[Permasalahan]:
Lanjutkan tulisan tentang kejelasan status daerah penghasil migas mulai dari kalimat sesudah kalimat terakhirnya.

[Sumber]:

╔══

Migas, Makin Diburu Kian Gak Jelas
Zarnuji, S.I.Kom., M.Med.Kom. Akademisi

Migas, Makin Diburu Kian Gak Jelas

DIMANA Migas? Kemana Migas? Mana...? Ini tentu bukan lirik lagu yang dipopulerkan Ayu Ting Ting sejak pertengahan 2011. Tapi, kegaduhan kabupaten/kota yang daerahnya disinggahi kontraktor kontrak kerjasama (KKKS). Pertanyaan ini seakan menjadi keabadian yang belum terjawab secara pasti.

Pertanyaan ”dimana”, mengacu pada daerah penghasil minyak dan gas bumi (migas). Apakah masuk kabupaten/kota yang jarak sumur produksi dengan daratan dibawah 4 mil atau masuk provinsi karena sumurnya berada di titik antara 4-12 mil. Nah, kalau di atas 12 mil tentu menjadi kewenangan pemerintah pusat.

╚══

[Data Tercatat]:

╔══

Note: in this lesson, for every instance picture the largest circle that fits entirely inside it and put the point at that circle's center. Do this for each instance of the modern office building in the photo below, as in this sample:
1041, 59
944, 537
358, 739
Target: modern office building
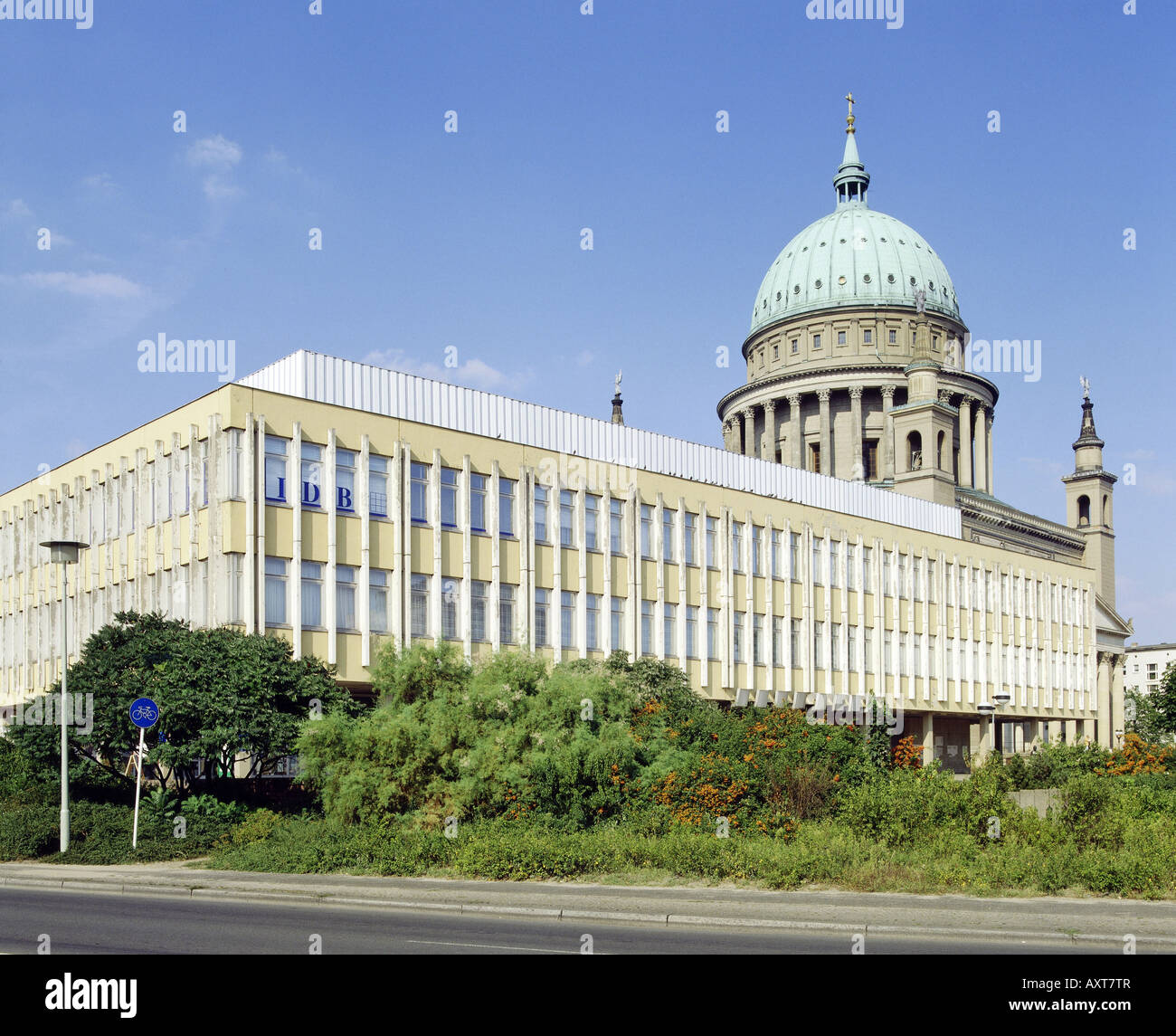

╚══

[Hasil Tugas]:
Pertanyaan selanjutnya adalah realisasi dana bagi hasil (DBH). Kemana aliran DBH gas bumi mengucur? Dalam undang-undang No. 33/ 2004 tentang perimbangan keuangan, pemerintah pusat mengambil jatah 69,5 persen dan sisanya diberikan ke daerah 30,5 persen.

Dana yang masuk ke daerah tersebut kemudian dibagi lagi untuk daerah penghasil 12 persen, kabupaten/kota pemerataan (di Jawa Timur misalnya ada 38 kabupaten dan kota) dijatah 12 persen dan provinsi 6 persen. Sedangkan sisanya 0,5 persen untuk pendidikan.

Beda halnya dengan DBH minyak bumi. Pemerintah pusat mengambil jatah 84,5 persen dan sisanya 15,5 persen ke daerah. Dana yang masuk ke daerah dibagi lagi untuk daerah penghasil 6 persen, kabupaten/kota pemerataan 6 persen dan provinsi 3 persen. Sisanya 0,5 persen untuk pendidikan.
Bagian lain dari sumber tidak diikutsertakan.